**Text excerpt:**
-- Start --
# Winning Jeopardy

Jeopardy is a popular TV show in the US where participants answer questions to win money. It's been running for a few decades, and is a major force in popular culture.

Scenario: Let's say you want to compete on Jeopardy, and you're looking for any edge you can get to win. In this project, we'll work with a dataset of Jeopardy questions to figure out some patterns in the questions that could help us win.

## Jeopardy Questions

The dataset is named `jeopardy.csv`, and contains 20000 rows from the beginning of a full dataset of Jeopardy questions, which can be downloaded [here](https://www.reddit.com/r/datasets/comments/1uyd0t/200000_jeopardy_questions_in_a_json_file).

The columns contained in this dataset are:

- `Show Number` -- the Jeopardy episode number of the show this question was in.
- `Air Date` -- the date the episode aired.
- `Round` -- the round of Jeopardy that the question was asked in. Jeopardy has several rounds as each episode progresses.
- `Category` -- the category of the question.
- `Value` -- the number of dollars answering the question correctly is worth.
- `Question` -- the text of the question.
- `Answer` -- the text of the answer.

Let's import the data and take a look at the first few rows:

In [13]:
import pandas as pd
jeopardy = pd.read_csv("jeopardy.csv")
jeopardy.head()

Unnamed: 0,Show Number,Air Date,Round,Category,Value,Question,Answer
0,4680,2004-12-31,Jeopardy!,HISTORY,$200,"For the last 8 years of his life, Galileo was ...",Copernicus
1,4680,2004-12-31,Jeopardy!,ESPN's TOP 10 ALL-TIME ATHLETES,$200,No. 2: 1912 Olympian; football star at Carlisl...,Jim Thorpe
2,4680,2004-12-31,Jeopardy!,EVERYBODY TALKS ABOUT IT...,$200,The city of Yuma in this state has a record av...,Arizona
3,4680,2004-12-31,Jeopardy!,THE COMPANY LINE,$200,"In 1963, live on ""The Art Linkletter Show"", th...",McDonald's
4,4680,2004-12-31,Jeopardy!,EPITAPHS & TRIBUTES,$200,"Signer of the Dec. of Indep., framer of the Co...",John Adams


In [14]:
jeopardy.columns

Index(['Show Number', ' Air Date', ' Round', ' Category', ' Value',
       ' Question', ' Answer'],
      dtype='object')

Let's clean up the column names by modifying them to a more standardized Python format:

In [15]:
jeopardy.columns = jeopardy.columns.str.replace('^\s', '').str.replace(' ', '_').str.lower()
-- End --
**Stated goal:** Using the Jeopardy text, explain why the column names get renamed in the last step, and what the code does to them.

**Material provided:**
-- Start --
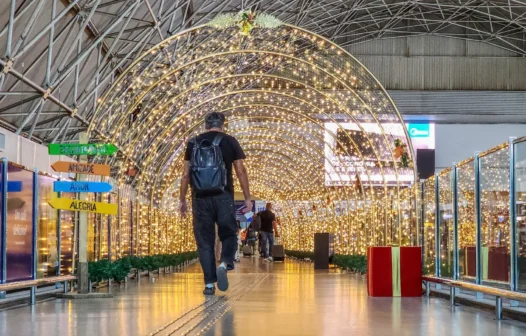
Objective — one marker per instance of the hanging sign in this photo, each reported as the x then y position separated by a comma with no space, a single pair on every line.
-- End --
**Written response:** The column names are renamed to clean them up into a more standardized Python format. The code removes a leading space, swaps the remaining spaces for underscores, and makes every name lowercase.